Your objective | The data below holds a line containing "terracotta pot in the photo above." and a line containing "bonsai tree in the photo above."; please quote exactly those two lines and every line between them, and nothing else.

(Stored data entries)

=== Section Start ===

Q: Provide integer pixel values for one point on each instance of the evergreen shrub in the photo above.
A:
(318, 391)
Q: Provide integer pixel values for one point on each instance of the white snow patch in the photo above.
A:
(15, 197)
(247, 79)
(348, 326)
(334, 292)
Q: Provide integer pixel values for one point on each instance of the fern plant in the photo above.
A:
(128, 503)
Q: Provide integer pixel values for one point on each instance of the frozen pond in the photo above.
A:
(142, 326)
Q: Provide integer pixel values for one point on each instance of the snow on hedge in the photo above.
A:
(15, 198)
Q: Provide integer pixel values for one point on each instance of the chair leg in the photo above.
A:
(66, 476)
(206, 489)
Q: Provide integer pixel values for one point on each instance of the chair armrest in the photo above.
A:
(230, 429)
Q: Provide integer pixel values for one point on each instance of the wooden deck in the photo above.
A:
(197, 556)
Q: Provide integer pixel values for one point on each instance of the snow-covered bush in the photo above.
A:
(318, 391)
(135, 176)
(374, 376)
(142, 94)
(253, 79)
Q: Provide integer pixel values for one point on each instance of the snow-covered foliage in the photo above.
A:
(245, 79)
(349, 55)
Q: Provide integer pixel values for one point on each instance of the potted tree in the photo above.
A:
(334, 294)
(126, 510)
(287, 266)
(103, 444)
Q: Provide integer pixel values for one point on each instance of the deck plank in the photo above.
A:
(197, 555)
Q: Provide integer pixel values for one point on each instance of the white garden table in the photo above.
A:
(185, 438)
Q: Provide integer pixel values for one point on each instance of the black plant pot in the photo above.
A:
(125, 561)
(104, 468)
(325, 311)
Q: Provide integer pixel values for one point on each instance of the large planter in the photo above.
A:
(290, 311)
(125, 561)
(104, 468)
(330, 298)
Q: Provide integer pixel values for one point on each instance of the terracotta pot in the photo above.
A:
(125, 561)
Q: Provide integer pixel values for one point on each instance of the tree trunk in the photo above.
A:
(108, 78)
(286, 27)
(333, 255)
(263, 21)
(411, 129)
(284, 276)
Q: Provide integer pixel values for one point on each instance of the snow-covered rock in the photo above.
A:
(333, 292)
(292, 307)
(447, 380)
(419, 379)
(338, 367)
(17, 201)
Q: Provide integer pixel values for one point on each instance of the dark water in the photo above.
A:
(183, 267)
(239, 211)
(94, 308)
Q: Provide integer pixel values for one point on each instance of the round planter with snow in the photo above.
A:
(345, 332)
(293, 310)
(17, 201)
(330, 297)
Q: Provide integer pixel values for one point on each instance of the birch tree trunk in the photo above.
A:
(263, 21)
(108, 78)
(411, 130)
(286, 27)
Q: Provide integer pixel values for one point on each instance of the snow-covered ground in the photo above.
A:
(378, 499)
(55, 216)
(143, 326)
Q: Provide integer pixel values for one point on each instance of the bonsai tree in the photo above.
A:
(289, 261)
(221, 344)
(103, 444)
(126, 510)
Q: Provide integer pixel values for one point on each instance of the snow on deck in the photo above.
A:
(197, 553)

=== Section End ===

Reply to the task |
Q: Provide integer pixel values for one point on each instance of the terracotta pot in the photo above.
A:
(125, 561)
Q: Provide integer pixel values for one point on each instance of the tree trunk in the photo above.
A:
(108, 78)
(286, 27)
(333, 255)
(263, 21)
(411, 129)
(284, 276)
Q: Provide integer pixel values for one point on each instance of the snow-covered rock in the photo above.
A:
(333, 292)
(292, 307)
(447, 380)
(419, 379)
(338, 367)
(17, 201)
Q: Provide integer pixel values for one point on each instance of the dark water in the photo above.
A:
(183, 267)
(239, 211)
(94, 308)
Q: Provide integer pixel values for one point on each instance of the round planter with snow in the photo above.
A:
(345, 332)
(293, 310)
(17, 201)
(330, 297)
Q: Provide integer pixel values for one point on each instance of the birch tree trunk in the photo above.
A:
(263, 21)
(108, 78)
(411, 130)
(286, 27)
Q: Provide integer pixel values for one point on each instance of the snow-covered ground in the photo above.
A:
(378, 499)
(55, 216)
(143, 326)
Q: Provide integer pixel values for one point on each instance of the bonsai tree in the photo above.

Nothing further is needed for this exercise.